> **Written problem**
Can you write out the snapper fine thread word for word, starting at "## Kim (Aug" and ending at "(Mar 24, 2012)"?

> **Source excerpt**
□ □ □

# Snapper fine



## CaptainTito (Jul 11, 2014)

How much is the fine for catching an illegal snapper?


----------



## Gator McKlusky (Oct 8, 2013)

Its not illegal to catch snapper.


----------



## fairpoint (May 9, 2013)

There's many ways a snapper is not legal: out of season, fishing without a license,not using circle hook, keeping a short one, fileting one before your reach portkeeping one from federal waters when state only is open .....which illegal were you referring to..?


----------



## feelin' wright (Oct 7, 2007)

Think is 500.00


----------



## kahala boy (Oct 1, 2007)

feelin' wright said:


> Think is 500.00


per fish I think


----------



## Ga Transplant (Feb 26, 2012)

Not a question one wants to have to ask I'm sure.


----------



## knot @ Work (Apr 18, 2012)

Do you mean the endangered species red snapper or a vermillion snapper...???


----------



## CaptainTito (Jul 11, 2014)

It was 2 red snapper illegal possession beyond the 9 mile federal waters in Alabama.


----------



## Chapman5011 (Mar 7, 2013)

I asked the coast guard the same question last weekend when they were on my boat. He said anywhere from $50 to $500. It all has to due with the intent of the illegal fish


----------



## SouthAlabamaSlayer (Oct 13, 2011)

CaptainTito said:


> It was 2 red snapper illegal possession beyond the 9 mile federal waters in Alabama.



You mean beyond 3 mile state water boundaries?


Sent from my iPhone using Tapatalk


----------



## Georgiaboy (Oct 4, 2007)

SouthAlabamaSlayer said:


> You mean beyond 3 mile state water boundaries?
> 
> 
> Sent from my iPhone using Tapatalk


Oh boy!


----------



## Kim (Aug 5, 2008)

There is no "set" fine. You have to go to court to deal with your citation. If you elect to settle it in front of the judge he will assess a fine between $50.00 and $500.00 like the other guy said. Keep in mind that going to trial could increase the penalties levied up to and including seizure of the boat but I wouldn't worry about that. The commercial guys getting caught with #2000 of "illegal" snapper average about a $3500.00 fine.

If you are one of the Alabama guys getting cited outside the old state three mile limit but within the newly declared nine mile limit, I would ask the judge if he recognized the state sovereign nine mile limit. If he does he will most likely dismiss it, if he doesn't you have some choices to make. Talk about a real mess, I wish you the best of luck getting it resolved.


----------



## Mac1528 (Mar 24, 2012)

CaptainTito said:


> ..... beyond the 9 mile federal waters in Alabama.


I took this to mean that it was beyond the NEW 9 mile STATE boundary IN federal waters. ??


----------



## amarcafina (Aug 24, 2008)

Federal offense , think 500 plus court cost


----------



## SouthAlabamaSlayer (Oct 13, 2011)

□ □ □

> **Dataset records**
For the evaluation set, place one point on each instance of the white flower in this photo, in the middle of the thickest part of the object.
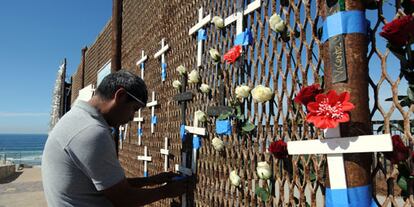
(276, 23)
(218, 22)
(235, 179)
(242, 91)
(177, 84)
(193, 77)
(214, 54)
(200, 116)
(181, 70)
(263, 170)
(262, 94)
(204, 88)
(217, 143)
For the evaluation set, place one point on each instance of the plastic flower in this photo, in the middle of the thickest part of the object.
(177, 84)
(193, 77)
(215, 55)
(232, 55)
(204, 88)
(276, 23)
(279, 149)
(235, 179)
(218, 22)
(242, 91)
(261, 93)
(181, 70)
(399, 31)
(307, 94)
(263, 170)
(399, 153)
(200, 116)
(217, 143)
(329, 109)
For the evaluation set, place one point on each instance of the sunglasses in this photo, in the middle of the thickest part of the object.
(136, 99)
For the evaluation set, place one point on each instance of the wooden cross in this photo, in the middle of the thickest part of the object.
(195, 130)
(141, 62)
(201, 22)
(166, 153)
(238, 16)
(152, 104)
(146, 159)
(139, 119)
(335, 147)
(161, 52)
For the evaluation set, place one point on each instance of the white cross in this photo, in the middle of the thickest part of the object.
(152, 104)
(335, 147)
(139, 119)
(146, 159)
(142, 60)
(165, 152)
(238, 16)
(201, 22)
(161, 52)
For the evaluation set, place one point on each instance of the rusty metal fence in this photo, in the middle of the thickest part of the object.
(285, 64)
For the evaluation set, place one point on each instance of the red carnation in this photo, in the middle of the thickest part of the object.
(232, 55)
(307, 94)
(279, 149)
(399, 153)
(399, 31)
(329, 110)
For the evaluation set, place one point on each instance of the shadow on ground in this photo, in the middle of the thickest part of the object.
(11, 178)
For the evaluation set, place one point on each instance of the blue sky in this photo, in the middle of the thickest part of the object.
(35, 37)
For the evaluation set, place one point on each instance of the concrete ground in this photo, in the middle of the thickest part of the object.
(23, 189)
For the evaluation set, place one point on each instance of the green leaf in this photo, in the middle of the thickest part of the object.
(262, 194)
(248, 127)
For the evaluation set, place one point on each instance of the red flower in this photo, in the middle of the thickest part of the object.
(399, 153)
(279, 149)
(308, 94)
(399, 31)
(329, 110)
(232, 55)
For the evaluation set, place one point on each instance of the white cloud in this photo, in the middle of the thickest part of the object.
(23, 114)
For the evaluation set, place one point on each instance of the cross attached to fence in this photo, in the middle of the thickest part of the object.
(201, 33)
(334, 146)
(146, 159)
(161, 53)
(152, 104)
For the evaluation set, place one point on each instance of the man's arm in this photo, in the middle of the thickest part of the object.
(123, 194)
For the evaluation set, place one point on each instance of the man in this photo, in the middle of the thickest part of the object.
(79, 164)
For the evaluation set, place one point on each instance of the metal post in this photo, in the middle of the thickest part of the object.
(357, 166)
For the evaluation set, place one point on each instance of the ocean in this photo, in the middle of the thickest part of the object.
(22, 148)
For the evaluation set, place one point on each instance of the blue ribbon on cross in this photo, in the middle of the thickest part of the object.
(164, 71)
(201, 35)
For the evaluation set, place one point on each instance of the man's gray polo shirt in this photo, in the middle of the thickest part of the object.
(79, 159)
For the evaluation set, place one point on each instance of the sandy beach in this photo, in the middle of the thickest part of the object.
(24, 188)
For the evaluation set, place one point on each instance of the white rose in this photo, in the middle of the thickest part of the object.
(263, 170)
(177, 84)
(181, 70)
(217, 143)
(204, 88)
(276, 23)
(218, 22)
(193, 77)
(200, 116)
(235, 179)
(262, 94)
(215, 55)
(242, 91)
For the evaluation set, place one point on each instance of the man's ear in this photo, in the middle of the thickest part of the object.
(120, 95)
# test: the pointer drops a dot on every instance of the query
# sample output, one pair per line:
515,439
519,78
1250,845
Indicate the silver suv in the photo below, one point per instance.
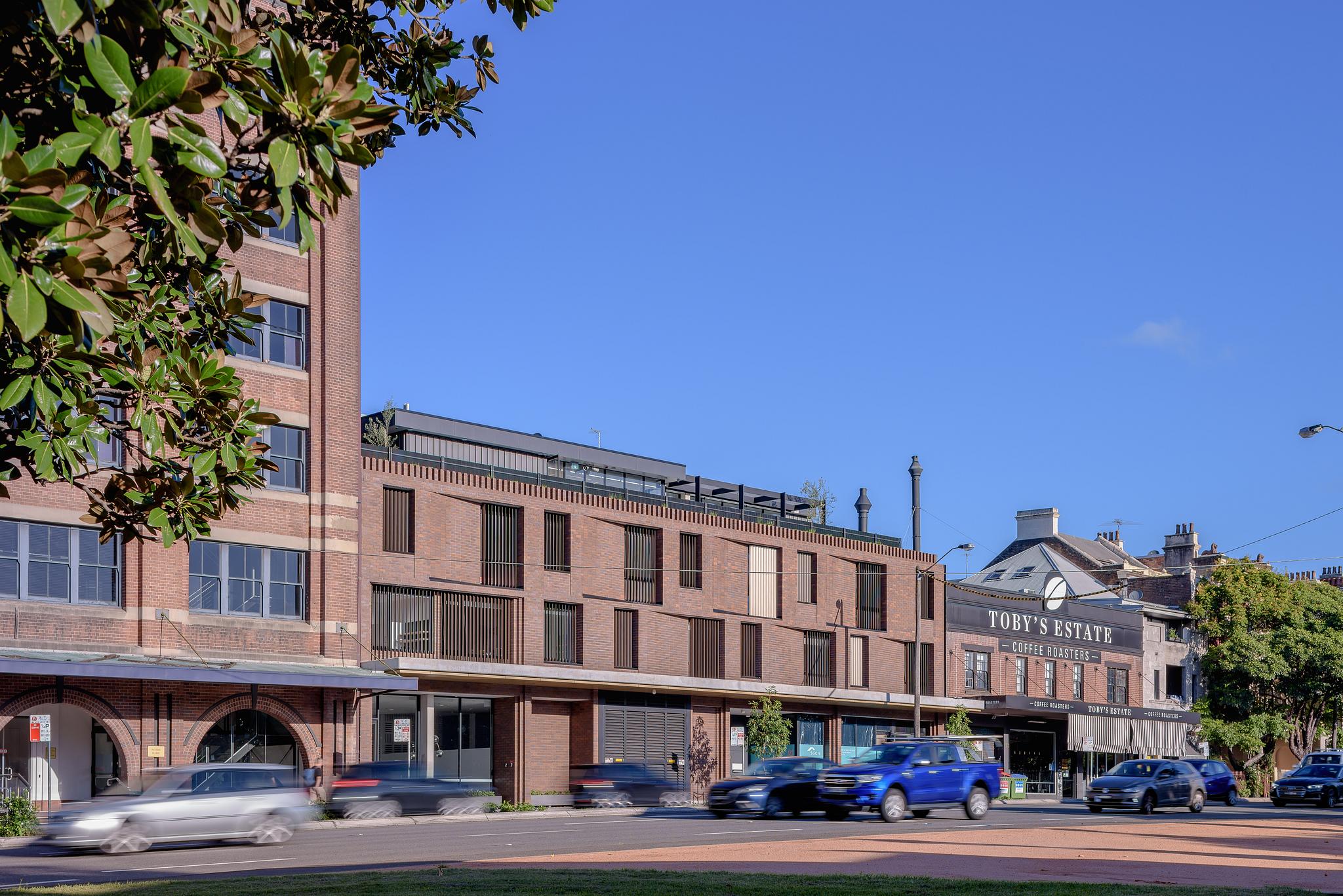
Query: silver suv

□ □ □

> **Task answer**
## Kim (Aug 5, 2008)

There is no "set" fine. You have to go to court to deal with your citation. If you elect to settle it in front of the judge he will assess a fine between $50.00 and $500.00 like the other guy said. Keep in mind that going to trial could increase the penalties levied up to and including seizure of the boat but I wouldn't worry about that. The commercial guys getting caught with #2000 of "illegal" snapper average about a $3500.00 fine.

If you are one of the Alabama guys getting cited outside the old state three mile limit but within the newly declared nine mile limit, I would ask the judge if he recognized the state sovereign nine mile limit. If he does he will most likely dismiss it, if he doesn't you have some choices to make. Talk about a real mess, I wish you the best of luck getting it resolved.


----------



## Mac1528 (Mar 24, 2012)